• _POR HACER_:
• 1. Según el fragmento sobre la historia del arte, ¿qué afirmó Marcel Duchamp que es el artista?
• 2. Prosigue el fragmento sobre la historia del arte a partir de su última frase.

El arte Neoclásico fue un lavado de cara de los excesos barrocos, de tipo academicista y el Romanticismo fue un neoclasicismo desbordado de “pathos”.

Hasta aquí, todo era perfectamente seguido y entendido por gentes no formadas, ni preparadas, que son la gran masa de la población. Pero, ¡ay!, llegaron los Impresionistas y desde ellos se abrió una fractura entre arte y pueblo llano que no ha hecho más que crecer hasta nuestros días. Los impresionistas acabaron con los colores de la naturaleza, dando pinceladas sueltas de tonos fuertes que no se mezclaban en el cuadro, sino en la vista. Los cubistas acabaron con la forma naturalista, y los abstractos con la forma en general. Ya no tenemos color natural, ni nada que nos diga qué es lo que hay en un cuadro. Perdón por centrarme en las artes plásticas, pero es que quiero resumir, para llegar a donde quiero llegar.

(Duchamp)

Apareció Marcel Duchamp y descontextualizó unos objetos ya fabricados, diciendo que el artista no es un mecánico que fabrica cosas, sino un compositor. Más tarde el arte conceptual y las perfomances nos dijeron que para que haya una obra de arte, ni siquiera tiene que haber algo material, ni tampoco es necesario que perdure en el tiempo.

• _ENTRADAS DE DATOS_:
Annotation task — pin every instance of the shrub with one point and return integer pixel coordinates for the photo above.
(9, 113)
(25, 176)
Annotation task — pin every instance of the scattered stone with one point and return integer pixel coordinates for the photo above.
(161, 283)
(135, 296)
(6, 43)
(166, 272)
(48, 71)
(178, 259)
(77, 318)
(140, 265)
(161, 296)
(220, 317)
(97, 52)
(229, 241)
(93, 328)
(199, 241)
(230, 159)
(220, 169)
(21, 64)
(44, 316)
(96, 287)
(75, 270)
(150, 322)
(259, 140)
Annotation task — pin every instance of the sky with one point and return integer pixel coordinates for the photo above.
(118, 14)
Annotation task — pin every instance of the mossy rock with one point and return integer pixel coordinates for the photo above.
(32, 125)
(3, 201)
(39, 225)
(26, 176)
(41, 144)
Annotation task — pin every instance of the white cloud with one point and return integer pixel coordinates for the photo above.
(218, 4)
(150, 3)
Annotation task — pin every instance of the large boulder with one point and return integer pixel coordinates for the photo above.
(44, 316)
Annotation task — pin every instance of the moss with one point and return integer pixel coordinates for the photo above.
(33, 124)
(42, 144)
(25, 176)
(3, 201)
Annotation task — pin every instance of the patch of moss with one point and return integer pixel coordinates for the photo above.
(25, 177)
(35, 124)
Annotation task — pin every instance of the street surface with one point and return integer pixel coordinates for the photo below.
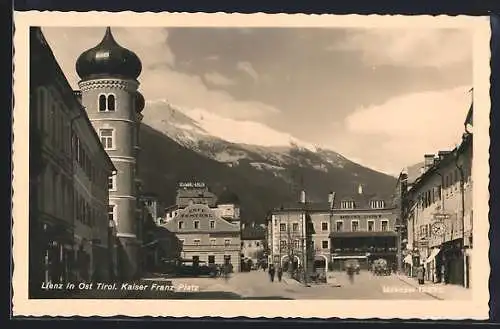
(257, 285)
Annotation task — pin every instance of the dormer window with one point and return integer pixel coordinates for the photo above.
(377, 204)
(107, 103)
(347, 205)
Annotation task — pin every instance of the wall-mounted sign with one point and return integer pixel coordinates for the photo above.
(196, 211)
(438, 228)
(192, 185)
(441, 216)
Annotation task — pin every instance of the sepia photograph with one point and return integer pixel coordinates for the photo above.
(253, 162)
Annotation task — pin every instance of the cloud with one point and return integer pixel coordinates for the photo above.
(159, 79)
(248, 69)
(410, 47)
(218, 79)
(400, 131)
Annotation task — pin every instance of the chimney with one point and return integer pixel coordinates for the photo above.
(302, 196)
(428, 161)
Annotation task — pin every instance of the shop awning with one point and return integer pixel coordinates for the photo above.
(433, 255)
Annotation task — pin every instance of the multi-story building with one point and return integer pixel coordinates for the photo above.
(253, 239)
(207, 225)
(439, 215)
(69, 170)
(363, 226)
(206, 237)
(109, 93)
(154, 206)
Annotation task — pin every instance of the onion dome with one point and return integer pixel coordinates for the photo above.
(139, 102)
(228, 197)
(108, 59)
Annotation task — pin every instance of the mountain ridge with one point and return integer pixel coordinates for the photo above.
(175, 147)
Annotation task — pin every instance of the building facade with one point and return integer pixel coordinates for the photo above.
(363, 226)
(109, 93)
(290, 235)
(69, 170)
(253, 239)
(206, 238)
(439, 216)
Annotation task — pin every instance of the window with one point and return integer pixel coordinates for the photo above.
(385, 225)
(377, 204)
(354, 225)
(107, 103)
(324, 226)
(371, 225)
(111, 212)
(339, 226)
(347, 204)
(106, 136)
(112, 183)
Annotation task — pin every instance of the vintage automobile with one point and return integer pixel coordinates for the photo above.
(380, 267)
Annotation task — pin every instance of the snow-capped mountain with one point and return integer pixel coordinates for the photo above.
(231, 141)
(264, 166)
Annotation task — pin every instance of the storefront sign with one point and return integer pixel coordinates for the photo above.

• _RESPUESTAS ESCRITAS_:
• 1. Un compositor, y no un mecánico que fabrica cosas.

• 2.
A grandes brochazos he intentado dar una visión de la dialéctica que ha llevado el Arte contemporáneo, que no ha hecho otra cosa que buscar una respuesta a la pregunta de ¿qué es el Arte? Por su misma intelectualidad, se ha apartado del común de las gentes no “ilustradas”. Con todo esto se llegó a la conclusión de que si lo entendían las grandes masas no era arte o no tenía calidad. Creo que lo mismo ha pasado con la Literatura y, así, se puede hablar de una literatura culta que, por supuesto, no debe entender el que no tenga estudios, y una literatura popular que no tiene ni pizca de calidad y que es para consumo de ignorantes, los cuales igual leen a Dan Brown que toman una Coca-cola: dos cosas que no dejan ningún poso de enriquecimiento personal. Y esto es así, pero creo que no tiene por qué serlo.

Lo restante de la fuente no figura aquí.